> EXTRACT TO READ:
----------------------------------------
How can the power of the market be harnessed to combat climate change? Why do you think it will be effective?
Not only can it be harnessed, it already has been. A random example: in response to Germany’s feed-in tariff law of a few years back, which rejigged market conditions to favour renewable sources, the world’s largest solar cell manufacturer is now a company called Q-Cells which employs nearly 4000 (up from 19, circa 2001) in the previously stagnant and brutalised industrial towns of the former GDR and is growing as fast as humanly possible.
Given the right parameters – where climate-damaging actions are discouraged and climate-improving ones rewarded – the global capital market is the most powerful tool yet devised for the rapid allocation of scarce resources toward productive ends. No centrally planned economy or government agency can organise something like the technological advancement and global-scale deployment of solar power installations as quickly and efficiently as the market can. It is far from perfect, but it is the best tool we have at hand, and there is simply not enough time (even if it were possible and desirable) to replace it with something else.
Tackling climate change is often equated with doing the need to do without, to shed power-guzzling new technologies in favour of more energy efficient ways of doing things. (For example, there is apparently a high profile push for a return to drying clothes on a washing line in the US.) However, you also see opportunities for climate change to drive the adoption of new technologies that will help us to do things better and smarter. What kind of changes are you talking about here?
Forgive me for another German example: in Freiburg in southwest Germany, a visionary architect named Rolf Disch has built a community of 58 middle-class townhouses. They have all modern conveniences, are priced near standard market rates, are quite pretty and situated in a wonderfully vibrant neighbourhood. Each one also, over the course of a year, produces more energy than it consumes. These are houses as power plants, and I’d argue going without power and heating bills is the kind of going without that just about anyone would agree is a marked improvement on our current system, whether the climate were compelling us to change our ways or not.
You believe that frightening and guilt-tripping people about climate change is counterproductive when it comes to creating behaviour change. How does that work?
I’d say in a handful of distinct, but related, ways. First off, fear is a poor motivator for thoroughgoing long-term change. Fear provokes conservative responses; we’re hardwired, when afraid, to want to bunker down and protect whatever we’ve got against the anticipated onslaught. The last thing someone worried about the collapse of everything they hold dear wants to contemplate is switching their water heater to solar.
And the doomsday scenarios around climate change have been so convincing that you now hear the argument that the problem’s too big to be tackled from the same quarters that just a few years ago argued there was nothing to worry about.
Finally, I’d argue the finger-pointing and shaming approaches endemic to the environmental movement are far too divisive to be effective. When the goal was, for example, the protection of a single animal species, perhaps it was effective to demonise those whose actions directly caused that animal’s demise (through hunting, say, or habitat destruction). But climate change affects everyone, and there is not one of us – least of all in prosperous industrialised nations like Canada and Australia – without blame. The scope of the problem obliges us to create the largest, widest, most diverse and multivalent movement for social, political and economic change in human history, and we will not get there by stratifying ourselves by degrees of guilt. We’ll get there – if we get there – by creating an enticing vision of a world people will fight to be part of.
----------------------------------------
> Pointing dataset rows:

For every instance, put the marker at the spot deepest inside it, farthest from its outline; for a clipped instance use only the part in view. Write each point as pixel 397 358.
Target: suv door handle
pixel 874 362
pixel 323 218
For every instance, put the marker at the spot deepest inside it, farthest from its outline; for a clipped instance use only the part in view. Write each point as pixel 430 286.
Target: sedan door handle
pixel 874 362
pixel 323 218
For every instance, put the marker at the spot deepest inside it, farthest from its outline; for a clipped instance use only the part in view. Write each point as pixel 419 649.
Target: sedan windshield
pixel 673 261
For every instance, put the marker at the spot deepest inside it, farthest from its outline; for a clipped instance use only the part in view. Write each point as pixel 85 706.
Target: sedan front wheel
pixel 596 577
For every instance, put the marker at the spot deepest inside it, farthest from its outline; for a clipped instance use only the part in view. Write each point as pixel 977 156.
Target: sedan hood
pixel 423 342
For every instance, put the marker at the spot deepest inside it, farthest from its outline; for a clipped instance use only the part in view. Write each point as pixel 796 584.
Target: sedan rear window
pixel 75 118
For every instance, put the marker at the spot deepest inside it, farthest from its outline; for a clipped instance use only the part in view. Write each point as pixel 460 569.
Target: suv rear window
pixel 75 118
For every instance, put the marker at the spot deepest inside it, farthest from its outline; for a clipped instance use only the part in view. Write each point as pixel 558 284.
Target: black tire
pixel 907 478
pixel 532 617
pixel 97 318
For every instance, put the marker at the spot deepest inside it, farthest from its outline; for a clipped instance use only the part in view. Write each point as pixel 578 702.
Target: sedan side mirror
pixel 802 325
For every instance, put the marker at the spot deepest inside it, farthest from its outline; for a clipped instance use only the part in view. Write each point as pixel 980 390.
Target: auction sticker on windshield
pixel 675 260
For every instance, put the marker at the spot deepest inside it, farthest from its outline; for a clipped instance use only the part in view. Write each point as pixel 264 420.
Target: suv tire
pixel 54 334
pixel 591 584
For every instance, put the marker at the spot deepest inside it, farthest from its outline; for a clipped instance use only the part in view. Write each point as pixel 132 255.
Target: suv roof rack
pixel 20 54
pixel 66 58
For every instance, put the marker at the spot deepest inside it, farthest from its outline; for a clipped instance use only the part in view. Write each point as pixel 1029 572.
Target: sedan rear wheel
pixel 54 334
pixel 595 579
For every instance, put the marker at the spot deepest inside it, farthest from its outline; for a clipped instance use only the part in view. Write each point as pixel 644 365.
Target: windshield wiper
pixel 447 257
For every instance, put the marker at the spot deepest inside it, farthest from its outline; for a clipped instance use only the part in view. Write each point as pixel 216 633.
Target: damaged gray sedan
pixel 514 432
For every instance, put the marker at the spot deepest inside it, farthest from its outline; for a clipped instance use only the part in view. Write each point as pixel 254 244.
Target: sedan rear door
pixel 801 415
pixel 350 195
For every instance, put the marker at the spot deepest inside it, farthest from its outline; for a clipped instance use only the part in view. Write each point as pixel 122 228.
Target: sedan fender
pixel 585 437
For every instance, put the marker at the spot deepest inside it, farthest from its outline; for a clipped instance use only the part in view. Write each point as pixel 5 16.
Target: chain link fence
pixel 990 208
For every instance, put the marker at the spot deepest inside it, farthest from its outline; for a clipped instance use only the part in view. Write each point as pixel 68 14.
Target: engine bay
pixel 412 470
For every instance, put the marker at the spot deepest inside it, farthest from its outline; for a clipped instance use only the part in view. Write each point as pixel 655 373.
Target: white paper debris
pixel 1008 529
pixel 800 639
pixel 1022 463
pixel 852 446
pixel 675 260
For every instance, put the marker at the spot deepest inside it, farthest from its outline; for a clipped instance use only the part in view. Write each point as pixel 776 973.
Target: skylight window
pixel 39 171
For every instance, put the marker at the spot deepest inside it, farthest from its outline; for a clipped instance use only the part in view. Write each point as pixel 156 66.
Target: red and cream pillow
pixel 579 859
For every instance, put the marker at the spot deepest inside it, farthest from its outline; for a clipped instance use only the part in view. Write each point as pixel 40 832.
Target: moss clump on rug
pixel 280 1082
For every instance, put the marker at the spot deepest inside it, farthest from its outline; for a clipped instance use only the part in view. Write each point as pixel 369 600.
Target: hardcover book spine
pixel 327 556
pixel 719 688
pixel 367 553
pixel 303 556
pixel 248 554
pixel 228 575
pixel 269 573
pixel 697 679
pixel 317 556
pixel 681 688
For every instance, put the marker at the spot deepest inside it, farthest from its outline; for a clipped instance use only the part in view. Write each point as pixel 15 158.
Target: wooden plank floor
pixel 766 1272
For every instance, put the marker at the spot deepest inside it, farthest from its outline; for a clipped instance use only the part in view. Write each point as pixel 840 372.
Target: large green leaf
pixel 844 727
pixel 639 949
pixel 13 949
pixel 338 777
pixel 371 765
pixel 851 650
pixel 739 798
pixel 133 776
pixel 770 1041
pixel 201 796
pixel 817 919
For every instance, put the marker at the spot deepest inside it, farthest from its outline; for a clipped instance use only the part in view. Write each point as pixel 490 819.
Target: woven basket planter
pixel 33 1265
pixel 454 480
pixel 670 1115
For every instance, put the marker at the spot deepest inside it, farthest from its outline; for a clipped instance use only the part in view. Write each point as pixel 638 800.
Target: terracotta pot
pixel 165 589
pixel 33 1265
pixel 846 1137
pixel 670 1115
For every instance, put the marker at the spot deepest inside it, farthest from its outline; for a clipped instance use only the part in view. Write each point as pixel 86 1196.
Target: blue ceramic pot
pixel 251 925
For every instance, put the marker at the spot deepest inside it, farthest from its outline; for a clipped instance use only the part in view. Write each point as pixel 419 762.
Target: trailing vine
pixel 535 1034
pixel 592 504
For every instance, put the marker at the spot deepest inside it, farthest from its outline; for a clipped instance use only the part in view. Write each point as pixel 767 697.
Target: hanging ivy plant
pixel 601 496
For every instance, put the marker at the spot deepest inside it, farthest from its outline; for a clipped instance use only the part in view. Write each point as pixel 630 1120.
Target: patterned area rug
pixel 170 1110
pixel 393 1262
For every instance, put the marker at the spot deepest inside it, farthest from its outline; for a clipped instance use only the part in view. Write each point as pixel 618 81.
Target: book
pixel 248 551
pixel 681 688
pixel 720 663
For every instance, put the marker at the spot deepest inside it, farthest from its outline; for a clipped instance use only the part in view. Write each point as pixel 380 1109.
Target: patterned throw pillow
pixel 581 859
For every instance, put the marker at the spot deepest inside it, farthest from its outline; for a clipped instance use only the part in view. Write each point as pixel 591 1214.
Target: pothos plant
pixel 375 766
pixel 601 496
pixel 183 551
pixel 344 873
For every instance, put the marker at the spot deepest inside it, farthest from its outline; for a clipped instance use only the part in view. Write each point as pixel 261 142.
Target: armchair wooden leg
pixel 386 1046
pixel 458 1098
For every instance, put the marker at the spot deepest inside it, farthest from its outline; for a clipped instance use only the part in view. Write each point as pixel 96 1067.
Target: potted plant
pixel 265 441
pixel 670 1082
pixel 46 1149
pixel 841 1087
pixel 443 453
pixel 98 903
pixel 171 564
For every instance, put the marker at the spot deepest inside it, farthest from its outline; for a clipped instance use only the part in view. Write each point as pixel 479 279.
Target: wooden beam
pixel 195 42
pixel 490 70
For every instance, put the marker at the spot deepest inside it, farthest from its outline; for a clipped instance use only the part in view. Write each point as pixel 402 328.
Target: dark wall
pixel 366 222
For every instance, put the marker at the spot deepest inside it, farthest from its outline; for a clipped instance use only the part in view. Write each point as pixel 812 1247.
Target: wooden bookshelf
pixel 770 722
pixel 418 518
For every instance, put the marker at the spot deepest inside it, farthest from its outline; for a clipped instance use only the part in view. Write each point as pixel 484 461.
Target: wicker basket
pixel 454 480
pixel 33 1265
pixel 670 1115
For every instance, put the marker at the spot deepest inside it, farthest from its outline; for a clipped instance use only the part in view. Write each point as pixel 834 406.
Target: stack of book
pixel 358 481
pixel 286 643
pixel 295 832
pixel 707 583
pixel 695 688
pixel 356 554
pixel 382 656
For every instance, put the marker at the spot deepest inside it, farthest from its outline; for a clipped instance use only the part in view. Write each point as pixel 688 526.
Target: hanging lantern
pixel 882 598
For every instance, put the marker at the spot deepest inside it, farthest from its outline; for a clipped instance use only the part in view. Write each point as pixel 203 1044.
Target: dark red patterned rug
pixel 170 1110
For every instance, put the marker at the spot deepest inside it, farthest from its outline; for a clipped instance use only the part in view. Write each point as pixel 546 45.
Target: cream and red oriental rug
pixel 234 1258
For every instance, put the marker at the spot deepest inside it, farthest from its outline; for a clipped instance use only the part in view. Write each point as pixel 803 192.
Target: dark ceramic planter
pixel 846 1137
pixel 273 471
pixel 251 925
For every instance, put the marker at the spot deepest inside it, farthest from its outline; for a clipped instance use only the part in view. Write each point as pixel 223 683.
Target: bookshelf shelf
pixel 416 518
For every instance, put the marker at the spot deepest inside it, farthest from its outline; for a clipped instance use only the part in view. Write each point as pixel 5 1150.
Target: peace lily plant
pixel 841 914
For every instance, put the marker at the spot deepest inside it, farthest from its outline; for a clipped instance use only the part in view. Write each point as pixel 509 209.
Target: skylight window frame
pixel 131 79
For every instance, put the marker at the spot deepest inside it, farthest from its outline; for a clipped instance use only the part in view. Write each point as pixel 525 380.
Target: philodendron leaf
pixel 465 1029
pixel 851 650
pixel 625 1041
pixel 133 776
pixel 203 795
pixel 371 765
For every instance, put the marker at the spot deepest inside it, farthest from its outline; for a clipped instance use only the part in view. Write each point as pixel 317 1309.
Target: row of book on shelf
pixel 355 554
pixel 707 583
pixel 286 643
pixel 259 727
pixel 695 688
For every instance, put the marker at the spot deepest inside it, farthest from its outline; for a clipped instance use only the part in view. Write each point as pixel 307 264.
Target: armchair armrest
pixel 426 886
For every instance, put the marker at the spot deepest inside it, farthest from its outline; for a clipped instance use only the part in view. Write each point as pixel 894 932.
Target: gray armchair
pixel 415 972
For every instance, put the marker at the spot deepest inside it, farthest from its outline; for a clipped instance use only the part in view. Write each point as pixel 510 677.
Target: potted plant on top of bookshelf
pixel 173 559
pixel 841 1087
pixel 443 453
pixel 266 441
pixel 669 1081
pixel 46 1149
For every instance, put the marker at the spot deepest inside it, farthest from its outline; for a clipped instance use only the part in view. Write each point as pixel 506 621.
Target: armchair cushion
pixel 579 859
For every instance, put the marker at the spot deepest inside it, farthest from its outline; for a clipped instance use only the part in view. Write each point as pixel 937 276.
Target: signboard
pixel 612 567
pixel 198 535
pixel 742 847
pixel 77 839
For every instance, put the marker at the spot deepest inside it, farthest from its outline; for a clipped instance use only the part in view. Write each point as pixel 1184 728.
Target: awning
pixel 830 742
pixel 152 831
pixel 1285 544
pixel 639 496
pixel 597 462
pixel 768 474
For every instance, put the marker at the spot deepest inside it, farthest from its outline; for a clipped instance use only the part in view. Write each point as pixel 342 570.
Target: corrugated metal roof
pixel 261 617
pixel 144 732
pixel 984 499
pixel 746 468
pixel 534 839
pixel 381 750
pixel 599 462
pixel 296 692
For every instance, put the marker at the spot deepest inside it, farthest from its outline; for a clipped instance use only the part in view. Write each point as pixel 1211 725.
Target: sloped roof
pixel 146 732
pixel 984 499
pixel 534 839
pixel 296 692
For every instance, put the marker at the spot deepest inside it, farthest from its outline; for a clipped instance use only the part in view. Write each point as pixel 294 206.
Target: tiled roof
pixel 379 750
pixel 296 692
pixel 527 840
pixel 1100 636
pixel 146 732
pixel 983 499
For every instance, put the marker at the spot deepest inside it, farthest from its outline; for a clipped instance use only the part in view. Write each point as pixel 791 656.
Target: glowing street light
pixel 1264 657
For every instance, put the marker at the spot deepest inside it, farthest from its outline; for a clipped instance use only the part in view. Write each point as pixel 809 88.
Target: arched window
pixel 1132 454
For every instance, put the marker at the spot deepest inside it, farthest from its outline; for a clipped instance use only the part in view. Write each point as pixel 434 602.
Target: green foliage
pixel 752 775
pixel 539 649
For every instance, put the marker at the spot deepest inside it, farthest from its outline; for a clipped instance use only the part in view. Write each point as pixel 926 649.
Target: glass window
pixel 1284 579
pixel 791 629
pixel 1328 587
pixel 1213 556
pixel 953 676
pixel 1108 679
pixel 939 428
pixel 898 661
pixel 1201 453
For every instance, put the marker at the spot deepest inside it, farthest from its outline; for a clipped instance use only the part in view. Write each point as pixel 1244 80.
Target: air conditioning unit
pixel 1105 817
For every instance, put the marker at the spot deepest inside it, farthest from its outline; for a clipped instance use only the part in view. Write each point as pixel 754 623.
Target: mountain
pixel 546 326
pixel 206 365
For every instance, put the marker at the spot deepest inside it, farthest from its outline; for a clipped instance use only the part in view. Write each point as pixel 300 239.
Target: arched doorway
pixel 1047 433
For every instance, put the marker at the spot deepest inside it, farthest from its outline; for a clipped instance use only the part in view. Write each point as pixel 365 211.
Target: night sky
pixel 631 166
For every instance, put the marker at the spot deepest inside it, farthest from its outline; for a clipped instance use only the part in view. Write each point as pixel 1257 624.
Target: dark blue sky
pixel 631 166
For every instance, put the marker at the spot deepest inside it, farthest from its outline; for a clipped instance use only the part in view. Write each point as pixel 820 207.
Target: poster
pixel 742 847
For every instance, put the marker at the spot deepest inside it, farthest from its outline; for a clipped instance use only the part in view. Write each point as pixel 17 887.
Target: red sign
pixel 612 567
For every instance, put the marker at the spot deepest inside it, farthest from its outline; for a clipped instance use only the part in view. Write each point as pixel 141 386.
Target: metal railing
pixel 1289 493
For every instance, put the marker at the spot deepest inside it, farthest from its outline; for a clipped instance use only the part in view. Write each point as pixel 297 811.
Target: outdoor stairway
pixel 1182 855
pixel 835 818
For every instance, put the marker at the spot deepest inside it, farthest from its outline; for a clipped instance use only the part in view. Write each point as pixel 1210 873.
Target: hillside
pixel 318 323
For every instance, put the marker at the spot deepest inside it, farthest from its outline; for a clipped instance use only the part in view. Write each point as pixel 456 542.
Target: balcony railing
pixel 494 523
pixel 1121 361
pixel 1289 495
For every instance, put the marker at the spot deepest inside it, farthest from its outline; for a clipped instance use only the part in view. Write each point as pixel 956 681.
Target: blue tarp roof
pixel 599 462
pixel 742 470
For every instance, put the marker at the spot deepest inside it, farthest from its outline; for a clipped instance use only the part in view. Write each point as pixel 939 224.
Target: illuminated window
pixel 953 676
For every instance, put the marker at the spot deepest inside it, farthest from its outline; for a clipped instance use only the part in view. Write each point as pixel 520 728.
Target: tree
----------------------------------------
> SET TASK 1:
Please copy the climate change interview word for word, from "I’d say in a" up to and including "to worry about.".
> SET TASK 2:
Continue the climate change interview from the point where it stops.

> EXERCISE RESPONSE 1:
I’d say in a handful of distinct, but related, ways. First off, fear is a poor motivator for thoroughgoing long-term change. Fear provokes conservative responses; we’re hardwired, when afraid, to want to bunker down and protect whatever we’ve got against the anticipated onslaught. The last thing someone worried about the collapse of everything they hold dear wants to contemplate is switching their water heater to solar.
And the doomsday scenarios around climate change have been so convincing that you now hear the argument that the problem’s too big to be tackled from the same quarters that just a few years ago argued there was nothing to worry about.

> EXERCISE RESPONSE 2:
Halfway through writing this book, you changed from an observer, in your role as writer and journalist, to a ‘committed participant and activist’. What influenced this change?
Several influences, but most of all it was the realisation that I’d never been so fully engaged by a subject as a journalist, never so fully convinced that the story I was trying to tell was the most vital story I could possibly be covering, and ironclad in my certainty that the story’s outcome would provide a definitive statement on the success or failure of the whole durned human comedy (to quote my beloved Big Lebowski).
The sort of audible click moment of all this came around a campfire at a conference in rural Germany, an intimate affair focussed on the mutually reinforcing catastrophes of climate change and peak oil. This was, on its surface, a sort of business conference, but here we were around a bonfire on this German manor that had been turned into a conference facility, late into the night: a dozen conversations still circulating at fever pitch between journalists, activists, scientists and business executives. Not because it was our job – though it was, in every case – but because this was the most worthy life’s work any of us had found and we knew it. Or in any case, I now did. To use a Texas Hold ‘Em poker term, I went all-in on the climate crisis that night, and I’ve written about almost nothing else since.
You have observed the way that various communities around the world are addressing climate change with new technologies and solutions to reduce our reliance on fossil fuels. What are some of the innovative solutions you’ve uncovered?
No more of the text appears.